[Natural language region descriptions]
=-=-=

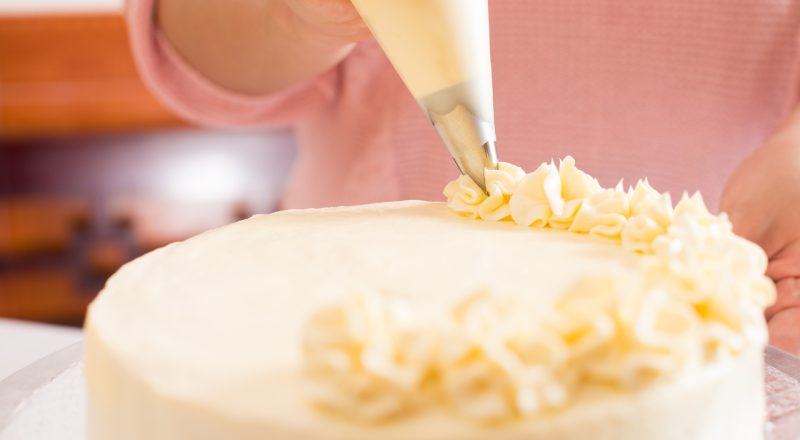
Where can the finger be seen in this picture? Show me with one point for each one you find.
(788, 267)
(784, 330)
(788, 296)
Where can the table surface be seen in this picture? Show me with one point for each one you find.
(22, 343)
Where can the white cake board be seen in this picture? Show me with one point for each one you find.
(47, 400)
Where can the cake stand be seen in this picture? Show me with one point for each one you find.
(47, 400)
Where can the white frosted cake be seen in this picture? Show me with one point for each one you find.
(550, 309)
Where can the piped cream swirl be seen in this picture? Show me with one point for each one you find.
(696, 297)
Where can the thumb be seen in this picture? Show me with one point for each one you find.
(784, 330)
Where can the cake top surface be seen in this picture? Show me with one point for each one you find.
(563, 287)
(236, 299)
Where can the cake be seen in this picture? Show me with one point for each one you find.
(548, 308)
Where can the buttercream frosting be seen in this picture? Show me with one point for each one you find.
(696, 296)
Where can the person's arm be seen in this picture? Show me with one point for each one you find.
(763, 201)
(260, 46)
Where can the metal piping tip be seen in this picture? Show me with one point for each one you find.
(470, 140)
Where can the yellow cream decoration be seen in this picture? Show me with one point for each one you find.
(696, 296)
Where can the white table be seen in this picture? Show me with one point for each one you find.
(22, 343)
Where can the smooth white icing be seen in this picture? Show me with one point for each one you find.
(203, 339)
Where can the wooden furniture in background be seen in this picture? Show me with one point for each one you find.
(34, 225)
(71, 74)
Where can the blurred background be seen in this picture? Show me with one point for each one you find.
(94, 171)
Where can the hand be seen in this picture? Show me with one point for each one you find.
(763, 201)
(334, 18)
(261, 46)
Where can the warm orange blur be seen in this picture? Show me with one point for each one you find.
(94, 171)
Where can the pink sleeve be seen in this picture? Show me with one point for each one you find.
(197, 99)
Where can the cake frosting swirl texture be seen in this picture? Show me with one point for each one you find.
(549, 308)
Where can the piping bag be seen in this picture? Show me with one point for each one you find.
(440, 48)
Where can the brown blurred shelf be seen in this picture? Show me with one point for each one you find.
(37, 225)
(71, 74)
(42, 295)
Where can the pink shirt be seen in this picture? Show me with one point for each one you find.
(679, 91)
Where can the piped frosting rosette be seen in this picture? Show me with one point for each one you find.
(697, 297)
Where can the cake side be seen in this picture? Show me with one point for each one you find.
(224, 335)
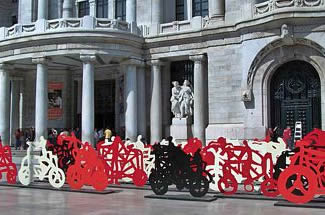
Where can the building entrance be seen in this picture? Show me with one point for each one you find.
(105, 104)
(296, 96)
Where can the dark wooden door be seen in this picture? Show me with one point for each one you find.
(295, 96)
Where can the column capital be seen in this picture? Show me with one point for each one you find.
(16, 78)
(88, 58)
(197, 58)
(41, 60)
(133, 61)
(5, 66)
(156, 62)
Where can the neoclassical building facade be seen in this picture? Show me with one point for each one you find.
(253, 65)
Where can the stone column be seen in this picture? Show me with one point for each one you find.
(92, 8)
(14, 110)
(142, 120)
(25, 11)
(156, 16)
(157, 11)
(216, 8)
(4, 104)
(131, 119)
(199, 115)
(67, 9)
(111, 9)
(88, 99)
(42, 9)
(156, 102)
(41, 110)
(117, 105)
(131, 9)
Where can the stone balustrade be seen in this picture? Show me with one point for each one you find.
(196, 23)
(274, 5)
(85, 23)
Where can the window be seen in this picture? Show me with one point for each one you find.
(83, 8)
(102, 8)
(200, 8)
(180, 10)
(120, 9)
(182, 70)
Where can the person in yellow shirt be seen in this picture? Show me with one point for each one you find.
(108, 133)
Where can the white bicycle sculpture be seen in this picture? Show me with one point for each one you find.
(46, 166)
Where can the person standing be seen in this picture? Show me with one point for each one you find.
(96, 137)
(108, 134)
(287, 137)
(17, 136)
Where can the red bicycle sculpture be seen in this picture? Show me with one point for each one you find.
(87, 169)
(64, 148)
(123, 162)
(6, 164)
(305, 176)
(239, 161)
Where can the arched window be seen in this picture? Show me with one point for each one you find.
(200, 8)
(102, 8)
(180, 10)
(182, 70)
(296, 96)
(83, 8)
(120, 9)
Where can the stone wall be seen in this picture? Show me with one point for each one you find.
(7, 11)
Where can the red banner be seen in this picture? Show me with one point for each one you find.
(55, 104)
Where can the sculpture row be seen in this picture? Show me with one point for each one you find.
(266, 166)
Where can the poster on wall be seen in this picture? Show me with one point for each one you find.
(55, 107)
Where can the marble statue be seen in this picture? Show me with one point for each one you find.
(186, 100)
(175, 99)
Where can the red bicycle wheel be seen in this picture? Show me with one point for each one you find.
(298, 184)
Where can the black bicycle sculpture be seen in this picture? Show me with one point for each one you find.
(174, 166)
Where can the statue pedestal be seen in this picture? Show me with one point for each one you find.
(181, 128)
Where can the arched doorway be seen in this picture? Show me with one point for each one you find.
(296, 96)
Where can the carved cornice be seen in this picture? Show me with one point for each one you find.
(197, 58)
(156, 62)
(88, 58)
(132, 61)
(41, 60)
(5, 66)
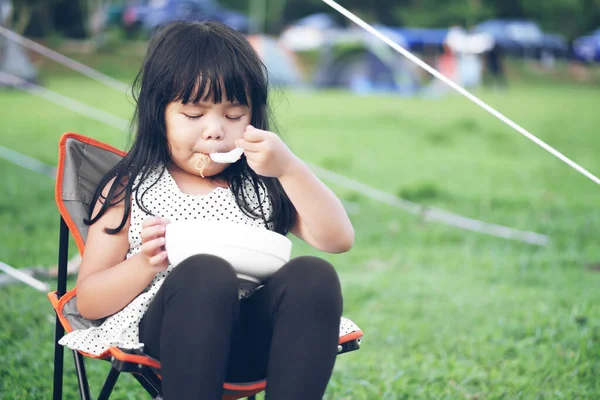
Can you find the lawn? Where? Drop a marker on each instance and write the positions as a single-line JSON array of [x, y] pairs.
[[447, 314]]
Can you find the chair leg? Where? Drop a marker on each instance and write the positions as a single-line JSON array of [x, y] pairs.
[[59, 352], [109, 384], [148, 384], [63, 249], [84, 388]]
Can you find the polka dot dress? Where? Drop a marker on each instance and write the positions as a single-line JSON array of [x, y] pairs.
[[162, 199]]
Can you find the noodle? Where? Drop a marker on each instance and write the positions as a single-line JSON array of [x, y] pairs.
[[203, 161]]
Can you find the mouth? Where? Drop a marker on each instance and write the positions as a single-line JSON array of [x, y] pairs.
[[202, 163]]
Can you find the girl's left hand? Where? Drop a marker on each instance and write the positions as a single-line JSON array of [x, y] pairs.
[[266, 153]]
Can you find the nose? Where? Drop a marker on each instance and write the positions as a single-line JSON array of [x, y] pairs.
[[213, 131]]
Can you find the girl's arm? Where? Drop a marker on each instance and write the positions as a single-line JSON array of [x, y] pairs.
[[107, 282], [322, 221]]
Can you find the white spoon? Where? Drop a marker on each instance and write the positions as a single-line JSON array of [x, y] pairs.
[[229, 157]]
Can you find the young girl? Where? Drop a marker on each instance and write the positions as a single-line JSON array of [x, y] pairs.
[[203, 89]]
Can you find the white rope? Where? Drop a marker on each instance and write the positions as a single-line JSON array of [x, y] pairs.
[[431, 213], [67, 102], [459, 89], [27, 162], [376, 194], [23, 277], [66, 61]]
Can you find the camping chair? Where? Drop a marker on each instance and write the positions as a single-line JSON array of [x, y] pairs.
[[82, 163]]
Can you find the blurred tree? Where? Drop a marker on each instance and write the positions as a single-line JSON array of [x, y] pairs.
[[24, 10]]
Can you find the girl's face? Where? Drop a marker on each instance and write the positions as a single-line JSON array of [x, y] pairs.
[[196, 130]]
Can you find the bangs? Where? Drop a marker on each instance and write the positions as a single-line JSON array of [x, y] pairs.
[[210, 72]]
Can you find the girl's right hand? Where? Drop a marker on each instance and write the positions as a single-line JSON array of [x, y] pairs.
[[153, 242]]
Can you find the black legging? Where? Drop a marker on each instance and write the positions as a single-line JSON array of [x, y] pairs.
[[287, 331]]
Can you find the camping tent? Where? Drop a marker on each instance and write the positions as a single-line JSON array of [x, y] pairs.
[[282, 65], [364, 66]]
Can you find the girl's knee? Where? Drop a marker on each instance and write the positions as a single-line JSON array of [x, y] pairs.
[[204, 273], [314, 279]]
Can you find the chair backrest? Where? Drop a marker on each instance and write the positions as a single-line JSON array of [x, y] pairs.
[[82, 162]]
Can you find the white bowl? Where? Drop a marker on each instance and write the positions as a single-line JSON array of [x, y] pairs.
[[254, 253]]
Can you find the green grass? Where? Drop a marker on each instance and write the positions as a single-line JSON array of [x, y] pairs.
[[447, 314]]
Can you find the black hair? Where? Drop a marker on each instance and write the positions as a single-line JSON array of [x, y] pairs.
[[183, 60]]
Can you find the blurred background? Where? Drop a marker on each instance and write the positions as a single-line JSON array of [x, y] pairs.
[[476, 267]]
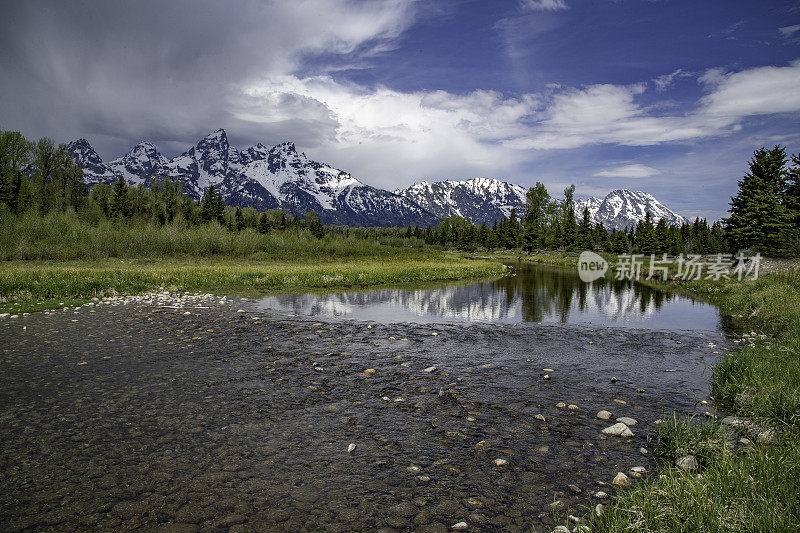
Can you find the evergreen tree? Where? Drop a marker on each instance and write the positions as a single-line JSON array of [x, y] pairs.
[[239, 219], [569, 227], [314, 225], [645, 240], [263, 223], [758, 218], [120, 204], [662, 237], [535, 222], [585, 231]]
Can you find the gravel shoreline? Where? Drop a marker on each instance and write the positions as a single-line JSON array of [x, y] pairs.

=-=-=

**HOW TO COMPLETE THIS TASK**
Please repeat, exactly and with nothing else, the lines from the one containing "Can you find the blurred background?" to the last line of the entries, both included, excluding any pictures.

**RESPONSE**
Can you find the blurred background? Where? Drop a marker on each instance and write the positions as a single-line JSON array of [x, y] pairs.
[[476, 267]]
Can you find the evergreen tree? Where? Drop a marker on each instance and write the positions as a single-line JSON array of [x, y] pairs.
[[239, 219], [569, 227], [314, 225], [645, 240], [263, 223], [758, 218], [120, 204], [662, 237], [535, 222], [585, 231]]
Can you find the gravel shoreline? Where? Drop a marker on each instance and write the positions as a single-line JSON array of [x, y] pairs.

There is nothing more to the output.